Saved data entries
-- Begin --

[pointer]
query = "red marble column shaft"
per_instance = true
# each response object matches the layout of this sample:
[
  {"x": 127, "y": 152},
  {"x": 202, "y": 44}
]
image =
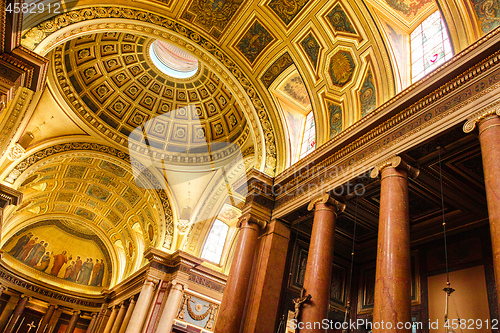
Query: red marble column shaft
[
  {"x": 393, "y": 272},
  {"x": 18, "y": 311},
  {"x": 489, "y": 137},
  {"x": 319, "y": 268},
  {"x": 46, "y": 319},
  {"x": 235, "y": 292}
]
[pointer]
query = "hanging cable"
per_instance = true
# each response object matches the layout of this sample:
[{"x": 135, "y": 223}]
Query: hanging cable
[
  {"x": 448, "y": 289},
  {"x": 444, "y": 221},
  {"x": 348, "y": 307}
]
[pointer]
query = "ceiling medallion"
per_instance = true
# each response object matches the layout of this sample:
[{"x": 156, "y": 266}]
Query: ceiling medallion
[{"x": 173, "y": 61}]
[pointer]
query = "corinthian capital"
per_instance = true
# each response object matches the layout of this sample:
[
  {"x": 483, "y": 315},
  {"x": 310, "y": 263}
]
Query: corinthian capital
[
  {"x": 395, "y": 162},
  {"x": 338, "y": 207}
]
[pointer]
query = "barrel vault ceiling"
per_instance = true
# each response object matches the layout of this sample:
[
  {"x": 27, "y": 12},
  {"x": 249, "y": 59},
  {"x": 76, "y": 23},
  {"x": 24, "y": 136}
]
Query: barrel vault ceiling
[{"x": 105, "y": 103}]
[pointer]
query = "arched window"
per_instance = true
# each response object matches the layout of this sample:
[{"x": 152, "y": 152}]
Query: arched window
[
  {"x": 309, "y": 137},
  {"x": 214, "y": 245},
  {"x": 430, "y": 46}
]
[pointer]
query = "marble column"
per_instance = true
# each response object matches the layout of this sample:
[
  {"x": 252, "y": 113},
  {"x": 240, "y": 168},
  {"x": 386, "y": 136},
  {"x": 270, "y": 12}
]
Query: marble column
[
  {"x": 128, "y": 315},
  {"x": 44, "y": 324},
  {"x": 170, "y": 309},
  {"x": 92, "y": 323},
  {"x": 393, "y": 271},
  {"x": 489, "y": 138},
  {"x": 7, "y": 311},
  {"x": 235, "y": 292},
  {"x": 119, "y": 318},
  {"x": 319, "y": 261},
  {"x": 111, "y": 320},
  {"x": 73, "y": 321},
  {"x": 142, "y": 307},
  {"x": 18, "y": 311}
]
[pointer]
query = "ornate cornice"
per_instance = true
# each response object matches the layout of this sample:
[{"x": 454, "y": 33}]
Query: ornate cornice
[
  {"x": 347, "y": 156},
  {"x": 394, "y": 162},
  {"x": 490, "y": 111},
  {"x": 325, "y": 198}
]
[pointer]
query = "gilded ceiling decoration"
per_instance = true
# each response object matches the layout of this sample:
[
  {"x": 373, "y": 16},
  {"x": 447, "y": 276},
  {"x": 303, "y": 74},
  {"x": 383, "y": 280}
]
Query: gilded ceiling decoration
[
  {"x": 367, "y": 94},
  {"x": 211, "y": 16},
  {"x": 272, "y": 73},
  {"x": 408, "y": 7},
  {"x": 340, "y": 21},
  {"x": 55, "y": 252},
  {"x": 335, "y": 111},
  {"x": 266, "y": 154},
  {"x": 94, "y": 184},
  {"x": 254, "y": 41},
  {"x": 341, "y": 68},
  {"x": 112, "y": 84},
  {"x": 488, "y": 13},
  {"x": 287, "y": 10}
]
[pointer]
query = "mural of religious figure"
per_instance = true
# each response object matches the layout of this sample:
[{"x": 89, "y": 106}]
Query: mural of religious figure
[
  {"x": 76, "y": 271},
  {"x": 95, "y": 272},
  {"x": 21, "y": 242},
  {"x": 85, "y": 272},
  {"x": 38, "y": 255},
  {"x": 33, "y": 251},
  {"x": 56, "y": 259},
  {"x": 69, "y": 271},
  {"x": 59, "y": 260},
  {"x": 27, "y": 249}
]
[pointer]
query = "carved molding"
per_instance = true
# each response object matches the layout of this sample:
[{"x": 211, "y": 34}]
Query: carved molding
[
  {"x": 9, "y": 196},
  {"x": 394, "y": 162},
  {"x": 325, "y": 198},
  {"x": 478, "y": 117}
]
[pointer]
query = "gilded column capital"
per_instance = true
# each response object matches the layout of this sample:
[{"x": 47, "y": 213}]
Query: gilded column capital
[
  {"x": 486, "y": 113},
  {"x": 325, "y": 198},
  {"x": 395, "y": 162},
  {"x": 151, "y": 281}
]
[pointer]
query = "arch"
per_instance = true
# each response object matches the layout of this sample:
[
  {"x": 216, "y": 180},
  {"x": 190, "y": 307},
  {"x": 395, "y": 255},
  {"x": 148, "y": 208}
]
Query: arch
[{"x": 46, "y": 35}]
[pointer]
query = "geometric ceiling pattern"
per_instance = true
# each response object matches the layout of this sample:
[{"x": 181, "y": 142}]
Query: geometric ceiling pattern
[
  {"x": 97, "y": 194},
  {"x": 111, "y": 82}
]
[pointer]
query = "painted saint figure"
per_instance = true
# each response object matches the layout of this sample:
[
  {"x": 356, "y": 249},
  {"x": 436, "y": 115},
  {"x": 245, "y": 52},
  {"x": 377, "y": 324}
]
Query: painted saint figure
[
  {"x": 21, "y": 242},
  {"x": 44, "y": 262},
  {"x": 27, "y": 249},
  {"x": 59, "y": 261}
]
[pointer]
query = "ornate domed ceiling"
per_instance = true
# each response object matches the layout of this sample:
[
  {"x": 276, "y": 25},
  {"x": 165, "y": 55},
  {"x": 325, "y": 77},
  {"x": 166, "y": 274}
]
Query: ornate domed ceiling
[
  {"x": 111, "y": 82},
  {"x": 93, "y": 193}
]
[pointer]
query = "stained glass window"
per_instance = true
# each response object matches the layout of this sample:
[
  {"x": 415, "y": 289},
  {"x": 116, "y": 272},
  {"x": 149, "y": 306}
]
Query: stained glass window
[
  {"x": 214, "y": 245},
  {"x": 430, "y": 46},
  {"x": 309, "y": 139}
]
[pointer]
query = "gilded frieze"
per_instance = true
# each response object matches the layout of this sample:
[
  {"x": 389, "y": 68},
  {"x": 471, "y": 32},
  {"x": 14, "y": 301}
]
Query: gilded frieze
[
  {"x": 254, "y": 41},
  {"x": 340, "y": 21}
]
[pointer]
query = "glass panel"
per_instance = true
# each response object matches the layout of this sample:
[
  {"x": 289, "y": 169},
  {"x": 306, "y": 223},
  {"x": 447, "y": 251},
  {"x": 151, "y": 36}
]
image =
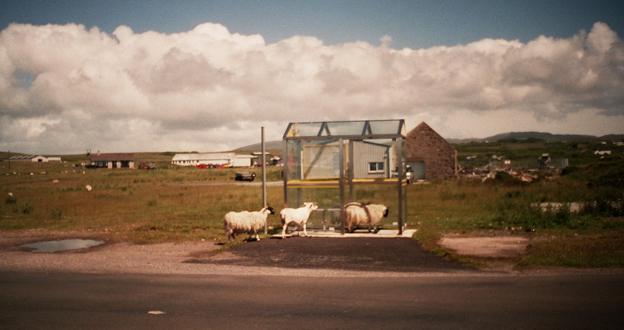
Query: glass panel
[
  {"x": 346, "y": 127},
  {"x": 304, "y": 129},
  {"x": 293, "y": 159},
  {"x": 385, "y": 126},
  {"x": 320, "y": 160}
]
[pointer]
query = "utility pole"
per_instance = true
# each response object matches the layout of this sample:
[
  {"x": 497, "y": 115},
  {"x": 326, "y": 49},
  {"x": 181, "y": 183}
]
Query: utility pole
[{"x": 264, "y": 202}]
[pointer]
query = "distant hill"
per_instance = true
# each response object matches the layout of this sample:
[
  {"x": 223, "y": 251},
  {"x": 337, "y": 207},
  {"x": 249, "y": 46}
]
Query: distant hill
[{"x": 541, "y": 136}]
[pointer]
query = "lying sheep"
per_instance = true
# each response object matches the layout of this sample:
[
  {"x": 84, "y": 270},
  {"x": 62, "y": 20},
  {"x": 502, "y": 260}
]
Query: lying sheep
[
  {"x": 246, "y": 222},
  {"x": 298, "y": 216},
  {"x": 359, "y": 214}
]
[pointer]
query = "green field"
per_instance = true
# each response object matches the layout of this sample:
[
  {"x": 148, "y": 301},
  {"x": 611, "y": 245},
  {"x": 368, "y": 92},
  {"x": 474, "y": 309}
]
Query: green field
[{"x": 177, "y": 204}]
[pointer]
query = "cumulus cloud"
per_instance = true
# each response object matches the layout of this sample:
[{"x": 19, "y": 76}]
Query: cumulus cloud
[{"x": 66, "y": 88}]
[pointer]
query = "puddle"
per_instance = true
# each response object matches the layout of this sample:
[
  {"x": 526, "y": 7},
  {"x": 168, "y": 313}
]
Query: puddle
[{"x": 61, "y": 245}]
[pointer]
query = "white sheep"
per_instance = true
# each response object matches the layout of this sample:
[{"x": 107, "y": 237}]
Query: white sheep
[
  {"x": 246, "y": 222},
  {"x": 298, "y": 216},
  {"x": 357, "y": 214}
]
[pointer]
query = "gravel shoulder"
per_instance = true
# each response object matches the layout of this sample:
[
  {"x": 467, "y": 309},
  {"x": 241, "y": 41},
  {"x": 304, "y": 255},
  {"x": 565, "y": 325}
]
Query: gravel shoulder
[{"x": 305, "y": 257}]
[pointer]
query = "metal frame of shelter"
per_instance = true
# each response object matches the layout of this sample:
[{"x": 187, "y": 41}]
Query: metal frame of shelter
[{"x": 346, "y": 133}]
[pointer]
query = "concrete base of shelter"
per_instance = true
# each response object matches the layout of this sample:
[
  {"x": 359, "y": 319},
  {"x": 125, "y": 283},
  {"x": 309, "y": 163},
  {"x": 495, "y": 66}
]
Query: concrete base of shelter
[{"x": 384, "y": 233}]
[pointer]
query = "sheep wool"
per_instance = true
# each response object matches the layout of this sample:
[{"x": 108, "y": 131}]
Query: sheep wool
[
  {"x": 245, "y": 222},
  {"x": 298, "y": 216},
  {"x": 358, "y": 214}
]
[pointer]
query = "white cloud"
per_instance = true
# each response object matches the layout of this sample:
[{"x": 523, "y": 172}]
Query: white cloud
[{"x": 209, "y": 89}]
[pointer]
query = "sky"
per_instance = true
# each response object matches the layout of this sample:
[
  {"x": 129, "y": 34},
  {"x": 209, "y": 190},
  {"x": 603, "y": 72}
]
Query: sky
[{"x": 205, "y": 75}]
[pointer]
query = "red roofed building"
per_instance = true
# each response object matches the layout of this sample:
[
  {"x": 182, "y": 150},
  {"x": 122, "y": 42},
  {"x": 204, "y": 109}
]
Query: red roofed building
[{"x": 112, "y": 160}]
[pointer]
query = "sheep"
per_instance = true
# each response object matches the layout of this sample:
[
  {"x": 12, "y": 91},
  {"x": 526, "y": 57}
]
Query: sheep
[
  {"x": 357, "y": 214},
  {"x": 246, "y": 222},
  {"x": 298, "y": 216}
]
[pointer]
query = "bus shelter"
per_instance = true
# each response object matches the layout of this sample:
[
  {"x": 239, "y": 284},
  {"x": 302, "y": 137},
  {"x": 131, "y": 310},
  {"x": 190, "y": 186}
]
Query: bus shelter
[{"x": 338, "y": 156}]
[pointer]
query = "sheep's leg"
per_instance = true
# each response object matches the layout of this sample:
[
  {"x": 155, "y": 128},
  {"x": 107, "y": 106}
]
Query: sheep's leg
[
  {"x": 229, "y": 234},
  {"x": 284, "y": 230}
]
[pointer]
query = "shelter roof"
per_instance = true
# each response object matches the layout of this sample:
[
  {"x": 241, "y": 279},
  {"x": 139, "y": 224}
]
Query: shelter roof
[{"x": 356, "y": 129}]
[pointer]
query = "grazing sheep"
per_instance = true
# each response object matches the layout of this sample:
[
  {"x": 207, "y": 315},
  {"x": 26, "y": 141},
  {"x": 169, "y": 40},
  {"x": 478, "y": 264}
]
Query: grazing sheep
[
  {"x": 357, "y": 214},
  {"x": 298, "y": 216},
  {"x": 246, "y": 222}
]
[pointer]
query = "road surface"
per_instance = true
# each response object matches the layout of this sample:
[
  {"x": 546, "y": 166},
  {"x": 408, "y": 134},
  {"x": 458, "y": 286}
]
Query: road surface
[{"x": 479, "y": 301}]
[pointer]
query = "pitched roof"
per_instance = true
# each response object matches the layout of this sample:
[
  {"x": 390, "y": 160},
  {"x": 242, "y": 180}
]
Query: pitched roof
[
  {"x": 204, "y": 156},
  {"x": 111, "y": 157}
]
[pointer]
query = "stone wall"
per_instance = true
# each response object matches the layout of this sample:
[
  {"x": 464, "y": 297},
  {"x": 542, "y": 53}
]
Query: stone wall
[{"x": 424, "y": 144}]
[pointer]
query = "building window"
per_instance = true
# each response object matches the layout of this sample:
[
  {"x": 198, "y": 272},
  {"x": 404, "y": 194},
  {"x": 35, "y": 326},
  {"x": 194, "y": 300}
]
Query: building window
[{"x": 375, "y": 167}]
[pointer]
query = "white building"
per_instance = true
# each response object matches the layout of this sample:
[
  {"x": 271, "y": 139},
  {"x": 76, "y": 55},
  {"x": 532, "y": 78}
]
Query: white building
[
  {"x": 225, "y": 159},
  {"x": 35, "y": 159}
]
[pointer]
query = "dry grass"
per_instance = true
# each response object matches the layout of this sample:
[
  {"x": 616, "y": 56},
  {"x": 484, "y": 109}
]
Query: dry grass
[
  {"x": 136, "y": 205},
  {"x": 177, "y": 204}
]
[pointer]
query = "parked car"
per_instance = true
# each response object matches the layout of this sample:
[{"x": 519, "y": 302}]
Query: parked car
[{"x": 244, "y": 176}]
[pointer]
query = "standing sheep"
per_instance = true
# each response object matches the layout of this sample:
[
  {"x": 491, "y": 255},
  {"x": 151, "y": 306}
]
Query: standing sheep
[
  {"x": 298, "y": 216},
  {"x": 246, "y": 222},
  {"x": 357, "y": 214}
]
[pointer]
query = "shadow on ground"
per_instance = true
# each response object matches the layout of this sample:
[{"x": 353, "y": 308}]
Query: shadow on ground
[{"x": 366, "y": 254}]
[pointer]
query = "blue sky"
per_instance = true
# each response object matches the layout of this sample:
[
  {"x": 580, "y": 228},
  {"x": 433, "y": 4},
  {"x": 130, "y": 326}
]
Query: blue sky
[
  {"x": 414, "y": 24},
  {"x": 213, "y": 72}
]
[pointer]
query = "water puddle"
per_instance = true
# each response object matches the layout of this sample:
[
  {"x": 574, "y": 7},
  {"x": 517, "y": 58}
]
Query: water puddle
[{"x": 61, "y": 245}]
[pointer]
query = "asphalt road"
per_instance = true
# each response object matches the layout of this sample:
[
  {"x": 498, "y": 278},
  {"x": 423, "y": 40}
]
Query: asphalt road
[{"x": 84, "y": 301}]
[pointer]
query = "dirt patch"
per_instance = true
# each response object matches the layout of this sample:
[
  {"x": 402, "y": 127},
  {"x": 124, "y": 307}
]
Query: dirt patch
[
  {"x": 367, "y": 254},
  {"x": 486, "y": 247}
]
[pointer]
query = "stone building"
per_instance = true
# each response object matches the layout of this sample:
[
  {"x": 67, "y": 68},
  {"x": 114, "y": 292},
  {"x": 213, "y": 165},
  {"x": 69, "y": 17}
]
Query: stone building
[{"x": 429, "y": 154}]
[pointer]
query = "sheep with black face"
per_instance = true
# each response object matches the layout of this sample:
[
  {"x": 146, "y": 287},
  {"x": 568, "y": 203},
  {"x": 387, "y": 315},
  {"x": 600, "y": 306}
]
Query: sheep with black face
[{"x": 362, "y": 214}]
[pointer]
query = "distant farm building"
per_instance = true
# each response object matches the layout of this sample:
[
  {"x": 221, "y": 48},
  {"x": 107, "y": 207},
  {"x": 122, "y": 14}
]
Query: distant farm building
[
  {"x": 429, "y": 155},
  {"x": 112, "y": 160},
  {"x": 35, "y": 158},
  {"x": 217, "y": 159}
]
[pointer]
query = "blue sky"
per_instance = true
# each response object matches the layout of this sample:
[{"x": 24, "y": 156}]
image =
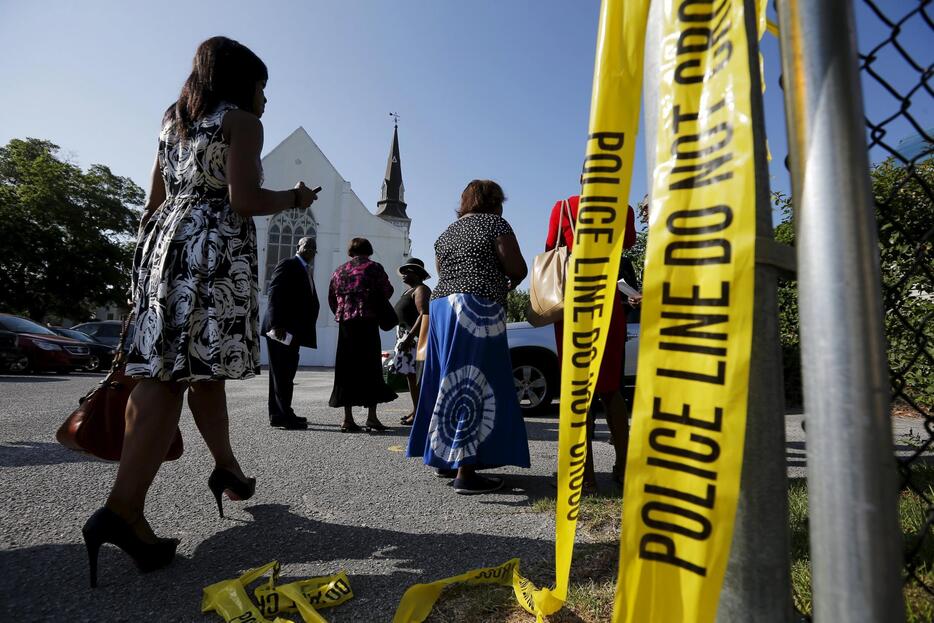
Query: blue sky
[{"x": 487, "y": 88}]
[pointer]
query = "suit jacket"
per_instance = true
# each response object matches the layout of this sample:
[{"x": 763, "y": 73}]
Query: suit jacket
[{"x": 293, "y": 305}]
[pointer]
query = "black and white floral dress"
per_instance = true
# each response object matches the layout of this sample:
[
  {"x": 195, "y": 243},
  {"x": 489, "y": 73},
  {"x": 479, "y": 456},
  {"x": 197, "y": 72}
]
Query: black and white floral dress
[{"x": 194, "y": 273}]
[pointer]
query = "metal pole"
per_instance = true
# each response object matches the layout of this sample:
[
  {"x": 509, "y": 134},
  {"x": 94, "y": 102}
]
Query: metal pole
[
  {"x": 757, "y": 586},
  {"x": 855, "y": 544}
]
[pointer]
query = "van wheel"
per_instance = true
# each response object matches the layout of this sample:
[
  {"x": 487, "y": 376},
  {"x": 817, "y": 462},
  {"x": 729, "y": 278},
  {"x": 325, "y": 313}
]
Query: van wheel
[{"x": 536, "y": 383}]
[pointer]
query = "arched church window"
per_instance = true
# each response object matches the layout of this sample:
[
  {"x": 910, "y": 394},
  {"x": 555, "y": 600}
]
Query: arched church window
[{"x": 285, "y": 230}]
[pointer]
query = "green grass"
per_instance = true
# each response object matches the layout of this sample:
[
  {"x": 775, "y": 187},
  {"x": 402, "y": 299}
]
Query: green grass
[{"x": 593, "y": 571}]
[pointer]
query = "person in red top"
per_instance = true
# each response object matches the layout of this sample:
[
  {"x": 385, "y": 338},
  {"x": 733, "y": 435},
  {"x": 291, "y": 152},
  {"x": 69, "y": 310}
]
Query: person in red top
[{"x": 608, "y": 382}]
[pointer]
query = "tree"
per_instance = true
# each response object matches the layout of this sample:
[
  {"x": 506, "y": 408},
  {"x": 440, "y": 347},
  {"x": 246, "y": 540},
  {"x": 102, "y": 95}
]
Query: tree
[
  {"x": 66, "y": 235},
  {"x": 517, "y": 306},
  {"x": 905, "y": 219}
]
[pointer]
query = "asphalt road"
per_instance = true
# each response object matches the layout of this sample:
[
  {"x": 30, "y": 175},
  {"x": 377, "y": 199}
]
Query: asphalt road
[{"x": 325, "y": 502}]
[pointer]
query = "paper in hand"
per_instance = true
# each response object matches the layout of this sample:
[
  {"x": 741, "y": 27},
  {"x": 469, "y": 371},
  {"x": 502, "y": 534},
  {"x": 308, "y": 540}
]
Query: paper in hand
[{"x": 287, "y": 340}]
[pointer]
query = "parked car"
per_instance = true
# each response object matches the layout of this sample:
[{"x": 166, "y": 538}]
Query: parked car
[
  {"x": 101, "y": 355},
  {"x": 535, "y": 367},
  {"x": 10, "y": 352},
  {"x": 43, "y": 349},
  {"x": 105, "y": 331}
]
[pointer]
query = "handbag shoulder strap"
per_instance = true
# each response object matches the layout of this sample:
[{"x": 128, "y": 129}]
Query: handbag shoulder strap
[{"x": 120, "y": 355}]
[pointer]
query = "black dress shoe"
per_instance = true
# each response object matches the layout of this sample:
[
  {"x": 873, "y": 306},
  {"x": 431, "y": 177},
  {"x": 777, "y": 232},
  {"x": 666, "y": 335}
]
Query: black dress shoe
[{"x": 292, "y": 423}]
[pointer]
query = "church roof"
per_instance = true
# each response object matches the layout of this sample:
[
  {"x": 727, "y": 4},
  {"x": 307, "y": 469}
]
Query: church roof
[{"x": 390, "y": 204}]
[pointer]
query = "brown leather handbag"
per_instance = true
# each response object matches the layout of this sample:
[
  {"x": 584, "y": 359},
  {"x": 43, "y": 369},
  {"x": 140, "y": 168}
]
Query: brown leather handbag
[{"x": 97, "y": 425}]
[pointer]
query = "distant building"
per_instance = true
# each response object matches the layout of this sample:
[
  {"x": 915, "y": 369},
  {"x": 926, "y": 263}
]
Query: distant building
[{"x": 337, "y": 216}]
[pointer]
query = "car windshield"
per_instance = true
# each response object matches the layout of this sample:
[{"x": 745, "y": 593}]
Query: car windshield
[
  {"x": 108, "y": 330},
  {"x": 76, "y": 335},
  {"x": 21, "y": 325}
]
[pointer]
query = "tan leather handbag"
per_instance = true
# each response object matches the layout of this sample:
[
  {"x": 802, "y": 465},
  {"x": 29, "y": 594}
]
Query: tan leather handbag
[
  {"x": 421, "y": 351},
  {"x": 549, "y": 273}
]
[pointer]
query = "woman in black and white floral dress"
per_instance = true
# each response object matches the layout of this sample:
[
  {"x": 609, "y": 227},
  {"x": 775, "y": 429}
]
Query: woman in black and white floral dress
[{"x": 194, "y": 289}]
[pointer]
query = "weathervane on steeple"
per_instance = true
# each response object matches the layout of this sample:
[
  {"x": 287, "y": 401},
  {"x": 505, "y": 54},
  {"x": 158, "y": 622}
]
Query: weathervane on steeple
[{"x": 391, "y": 204}]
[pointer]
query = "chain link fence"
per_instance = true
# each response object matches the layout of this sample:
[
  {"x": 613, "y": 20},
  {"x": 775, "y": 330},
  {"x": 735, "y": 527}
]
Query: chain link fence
[{"x": 898, "y": 102}]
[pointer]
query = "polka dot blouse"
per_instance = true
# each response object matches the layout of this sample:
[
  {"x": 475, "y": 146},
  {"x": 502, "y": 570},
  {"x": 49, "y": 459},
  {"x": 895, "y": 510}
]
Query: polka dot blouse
[{"x": 467, "y": 261}]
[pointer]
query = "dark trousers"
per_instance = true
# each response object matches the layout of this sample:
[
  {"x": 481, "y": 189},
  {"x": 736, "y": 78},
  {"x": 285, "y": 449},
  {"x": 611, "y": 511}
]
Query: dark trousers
[{"x": 283, "y": 363}]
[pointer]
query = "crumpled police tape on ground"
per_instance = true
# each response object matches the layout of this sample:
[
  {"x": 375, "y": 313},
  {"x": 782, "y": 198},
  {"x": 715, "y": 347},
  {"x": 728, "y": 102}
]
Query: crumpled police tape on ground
[
  {"x": 419, "y": 599},
  {"x": 229, "y": 597}
]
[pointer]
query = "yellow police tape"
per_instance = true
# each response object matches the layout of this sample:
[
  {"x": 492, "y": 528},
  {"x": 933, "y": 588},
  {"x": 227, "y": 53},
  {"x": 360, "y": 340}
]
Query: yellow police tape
[
  {"x": 229, "y": 598},
  {"x": 419, "y": 599},
  {"x": 686, "y": 445}
]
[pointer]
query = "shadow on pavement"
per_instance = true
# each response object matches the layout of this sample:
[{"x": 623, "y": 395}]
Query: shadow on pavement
[
  {"x": 32, "y": 379},
  {"x": 50, "y": 582},
  {"x": 34, "y": 453}
]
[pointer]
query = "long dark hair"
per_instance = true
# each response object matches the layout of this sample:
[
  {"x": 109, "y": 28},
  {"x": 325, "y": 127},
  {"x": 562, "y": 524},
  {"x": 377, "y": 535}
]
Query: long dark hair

-- End --

→ **STATED TASK**: Count how many lines of the records contain the word "arched", and reply with that number alone.

→ **IN RESPONSE**: 4